_Given entries_:
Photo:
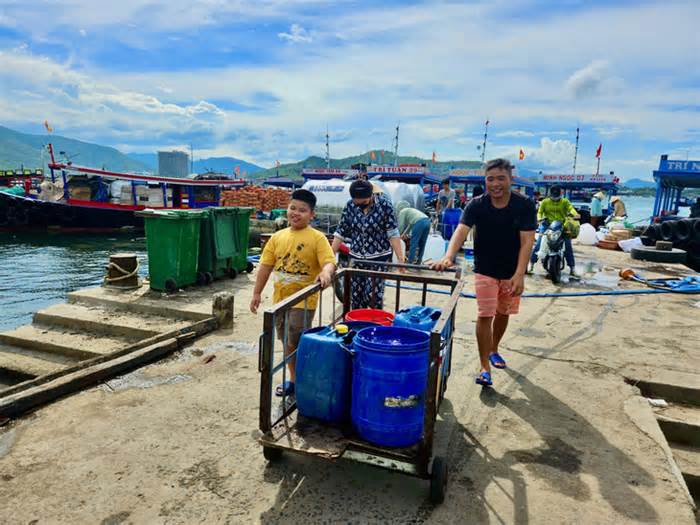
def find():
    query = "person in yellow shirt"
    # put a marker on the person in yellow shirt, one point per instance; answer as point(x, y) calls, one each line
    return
point(299, 256)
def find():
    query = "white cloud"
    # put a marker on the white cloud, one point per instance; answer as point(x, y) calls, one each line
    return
point(297, 34)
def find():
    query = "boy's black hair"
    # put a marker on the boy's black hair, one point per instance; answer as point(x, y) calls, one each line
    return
point(305, 196)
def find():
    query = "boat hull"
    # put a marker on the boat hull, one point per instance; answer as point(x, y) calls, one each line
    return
point(22, 213)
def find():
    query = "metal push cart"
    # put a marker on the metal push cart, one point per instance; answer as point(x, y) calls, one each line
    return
point(286, 430)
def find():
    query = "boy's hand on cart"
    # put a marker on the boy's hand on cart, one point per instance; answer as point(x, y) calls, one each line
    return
point(325, 278)
point(442, 264)
point(255, 303)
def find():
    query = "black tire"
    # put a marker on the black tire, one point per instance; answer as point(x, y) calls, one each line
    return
point(272, 454)
point(667, 230)
point(170, 286)
point(438, 480)
point(683, 232)
point(647, 253)
point(554, 269)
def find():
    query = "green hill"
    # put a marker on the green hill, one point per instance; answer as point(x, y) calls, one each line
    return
point(25, 150)
point(293, 170)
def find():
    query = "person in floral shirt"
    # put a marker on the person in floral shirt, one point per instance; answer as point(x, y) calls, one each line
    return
point(368, 226)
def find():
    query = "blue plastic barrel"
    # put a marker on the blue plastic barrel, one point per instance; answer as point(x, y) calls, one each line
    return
point(450, 221)
point(323, 375)
point(389, 383)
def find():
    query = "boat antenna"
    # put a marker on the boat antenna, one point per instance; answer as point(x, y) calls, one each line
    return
point(483, 146)
point(576, 150)
point(396, 147)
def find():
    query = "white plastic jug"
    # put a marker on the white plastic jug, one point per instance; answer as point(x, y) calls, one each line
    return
point(434, 247)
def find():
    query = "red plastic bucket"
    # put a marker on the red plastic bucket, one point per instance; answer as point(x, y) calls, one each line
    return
point(370, 315)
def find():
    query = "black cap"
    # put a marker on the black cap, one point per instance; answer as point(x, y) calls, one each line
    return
point(361, 189)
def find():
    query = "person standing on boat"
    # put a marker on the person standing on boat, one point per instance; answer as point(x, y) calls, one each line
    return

_Exercise aim_:
Your copy should hold all the data word for word. It should hold no pictures.

_Solution_:
Photo:
def find():
    query = "person in yellow shirt"
    # put a marker on the person in yellow shirt, one point per instance; answer as point(x, y) calls, one each line
    return
point(299, 256)
def find():
    query = "white cloud"
    # put a marker on the white cloud, one point per instance; answer as point(x, y) calls, one each line
    return
point(297, 34)
def find():
    query = "boy's black hair"
    # put a marker on the boy's black hair, one point per instance; answer as point(x, y) calls, one each line
    return
point(305, 196)
def find():
    query = "boat hull"
    # put a marker on the boat hull, one point per instance; answer as point(x, y) calls, one each line
    return
point(22, 213)
def find():
    query = "metal push cart"
    # put a marker on the metal push cart, one point per instance; answer as point(x, y) calls, one each line
    return
point(286, 430)
def find():
    query = "boy's hand on cart"
    # put a marker on the boy's hand on cart, one point per instance; answer as point(x, y) calls, one each line
    return
point(325, 278)
point(442, 264)
point(255, 303)
def find():
    query = "black tire"
    # put a marker on the black tire, one point per instance; answer as point(x, y) calls, one each line
    return
point(272, 454)
point(667, 230)
point(170, 286)
point(438, 480)
point(683, 232)
point(647, 253)
point(554, 269)
def find():
    query = "green hill"
    # put a marker on the green hill, one point per instance; answer as point(x, y) calls, one each line
    return
point(25, 150)
point(293, 170)
def find():
    query = "person in floral shirt"
    # put a marker on the person in floral shirt, one point per instance; answer as point(x, y) calls, one each line
    return
point(368, 226)
def find():
    query = "blue plastic barrel"
    # put a marker on the blue plastic barrel, one point per instance; answer as point(x, y) calls, one each line
    return
point(450, 221)
point(323, 375)
point(389, 383)
def find():
    query = "boat antenna"
    # put a marker on the boat antenna, one point per instance; answer as point(x, y) calls, one each line
    return
point(483, 146)
point(576, 150)
point(396, 147)
def find():
    query = "white plastic jug"
    # put a marker on the white plastic jug, one point per instance; answer as point(x, y) calls, one each line
    return
point(434, 247)
def find():
    query = "red plastic bucket"
    # put a marker on the red plastic bucket, one point per instance; answer as point(x, y) calls, one each line
    return
point(370, 315)
def find():
    query = "black cap"
    # put a marker on the black cap, one point per instance; answer as point(x, y) calls, one each line
    return
point(361, 189)
def find():
    query = "person standing on boat"
    # put a marker on the person standing on boat, one point per instance; answer as point(x, y) calls, one each line
    return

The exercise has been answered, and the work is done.